◆ Instructions for the task
Strip the pictures and reproduce the rest of the listing exactly.

--- Begin ---

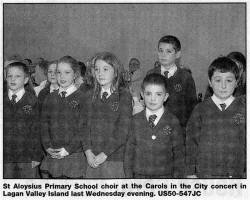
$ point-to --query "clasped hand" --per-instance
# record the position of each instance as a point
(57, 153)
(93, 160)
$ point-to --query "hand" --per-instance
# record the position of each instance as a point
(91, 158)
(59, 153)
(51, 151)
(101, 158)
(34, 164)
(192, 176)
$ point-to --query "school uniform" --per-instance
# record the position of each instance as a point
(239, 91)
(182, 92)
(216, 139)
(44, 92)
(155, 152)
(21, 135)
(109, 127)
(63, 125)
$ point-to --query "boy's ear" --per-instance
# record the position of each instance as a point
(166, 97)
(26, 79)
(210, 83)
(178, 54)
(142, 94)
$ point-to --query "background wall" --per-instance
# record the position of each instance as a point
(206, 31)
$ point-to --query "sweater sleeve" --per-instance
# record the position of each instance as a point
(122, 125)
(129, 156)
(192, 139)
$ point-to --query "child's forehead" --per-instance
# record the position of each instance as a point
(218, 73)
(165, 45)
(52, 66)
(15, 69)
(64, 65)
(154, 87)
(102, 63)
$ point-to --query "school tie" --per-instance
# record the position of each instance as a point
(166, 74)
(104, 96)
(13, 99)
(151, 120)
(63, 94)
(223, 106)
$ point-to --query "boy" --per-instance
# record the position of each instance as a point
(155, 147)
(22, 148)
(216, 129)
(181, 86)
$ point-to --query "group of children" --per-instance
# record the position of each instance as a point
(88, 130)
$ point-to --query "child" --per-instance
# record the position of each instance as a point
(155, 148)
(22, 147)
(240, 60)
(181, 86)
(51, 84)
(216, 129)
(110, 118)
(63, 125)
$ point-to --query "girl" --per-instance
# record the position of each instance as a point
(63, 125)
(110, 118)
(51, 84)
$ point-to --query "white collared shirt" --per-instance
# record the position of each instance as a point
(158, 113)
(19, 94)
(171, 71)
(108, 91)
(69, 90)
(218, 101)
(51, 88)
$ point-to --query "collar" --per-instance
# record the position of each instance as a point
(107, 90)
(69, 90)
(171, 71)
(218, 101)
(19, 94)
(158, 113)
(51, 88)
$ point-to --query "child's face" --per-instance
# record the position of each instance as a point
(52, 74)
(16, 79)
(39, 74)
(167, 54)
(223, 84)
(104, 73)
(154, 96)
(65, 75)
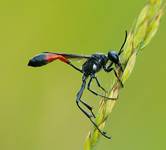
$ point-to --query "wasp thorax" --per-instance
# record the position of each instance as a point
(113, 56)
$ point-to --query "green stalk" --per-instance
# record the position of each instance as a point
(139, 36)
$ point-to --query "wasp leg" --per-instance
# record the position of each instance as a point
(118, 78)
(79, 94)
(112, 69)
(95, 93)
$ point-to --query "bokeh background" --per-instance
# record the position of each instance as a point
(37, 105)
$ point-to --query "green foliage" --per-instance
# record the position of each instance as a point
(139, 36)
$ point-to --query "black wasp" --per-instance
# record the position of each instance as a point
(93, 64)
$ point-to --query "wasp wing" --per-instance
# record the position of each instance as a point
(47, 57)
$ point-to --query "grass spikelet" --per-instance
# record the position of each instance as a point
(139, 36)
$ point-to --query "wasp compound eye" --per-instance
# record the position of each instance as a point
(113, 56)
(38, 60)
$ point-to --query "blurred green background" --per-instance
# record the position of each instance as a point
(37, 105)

--- End ---

◆ The completed task
$ point-to --query "clasped hand" --per-instance
# record the position of each instance as a point
(57, 153)
(93, 160)
$ point-to --query "hand" --per-instance
# record the position of each instance as a point
(91, 158)
(59, 153)
(51, 151)
(101, 158)
(34, 164)
(192, 176)
$ point-to --query "school uniform" --per-instance
# record the position of each instance as a point
(239, 91)
(182, 92)
(216, 139)
(44, 92)
(155, 152)
(21, 135)
(109, 127)
(63, 125)
$ point-to --query "boy's ear" --per-instance
# record the position of each instance as a point
(166, 97)
(26, 79)
(210, 83)
(178, 54)
(142, 94)
$ point-to --query "background wall" --per-instance
# record the position of each instance as a point
(206, 31)
$ point-to --query "sweater sleeve" --per-instance
# record the position of each instance as a point
(122, 125)
(129, 156)
(192, 139)
$ point-to --query "child's forehead" --per-instance
# record the position of each instance as a point
(218, 73)
(165, 45)
(52, 66)
(15, 69)
(64, 65)
(154, 87)
(102, 63)
$ point-to --query "school tie" --per-instance
# record the position of each instance as a point
(166, 74)
(104, 96)
(13, 99)
(151, 120)
(63, 94)
(223, 106)
$ point-to --query "boy" --per-instance
# record the position of each instance as a point
(155, 147)
(22, 148)
(216, 129)
(181, 86)
$ point-to --query "group of children" --per-instance
# record the position of each instance as a point
(88, 130)
$ point-to --query "child" --per-instance
# record the position of each instance as a point
(155, 148)
(22, 147)
(240, 60)
(181, 86)
(51, 84)
(216, 129)
(110, 118)
(63, 125)
$ point-to --query "girl" --per-instance
# record the position of each instance as a point
(63, 125)
(110, 118)
(51, 84)
$ point-to --query "white collared shirt" --per-instance
# record the position of each instance as a point
(158, 113)
(19, 94)
(171, 71)
(108, 91)
(69, 90)
(218, 101)
(51, 88)
$ point-to --query "collar" --per-instance
# record the position of each instance as a point
(107, 90)
(69, 90)
(171, 71)
(218, 101)
(19, 94)
(158, 113)
(51, 88)
$ point-to --query "child's face" --per-instance
# record the position of each instance as a point
(52, 74)
(16, 79)
(39, 74)
(167, 54)
(223, 84)
(104, 73)
(154, 96)
(65, 75)
$ point-to --query "wasp thorax" --per-instance
# record the position of each instance as a point
(113, 56)
$ point-to --query "green stalk" --per-instance
# record the position of each instance as a point
(139, 36)
$ point-to --query "wasp leg" --per-instance
# record the position of each instance as a point
(118, 78)
(79, 94)
(112, 69)
(95, 93)
$ point-to --query "bokeh background" --per-instance
# record the position of each instance as a point
(37, 105)
$ point-to --query "green foliage" --per-instance
# record the position of each instance as a point
(139, 36)
$ point-to --query "black wasp" --per-instance
# record the position of each instance as a point
(93, 64)
$ point-to --query "wasp wing" --per-instance
# record the position of each instance as a point
(47, 57)
$ point-to --query "grass spikelet" --per-instance
# record the position of each instance as a point
(139, 36)
$ point-to --query "wasp compound eye" --per-instance
# record the position of each instance as a point
(113, 56)
(38, 60)
$ point-to --query "blurred green background" --per-instance
# record the position of each instance as a point
(37, 105)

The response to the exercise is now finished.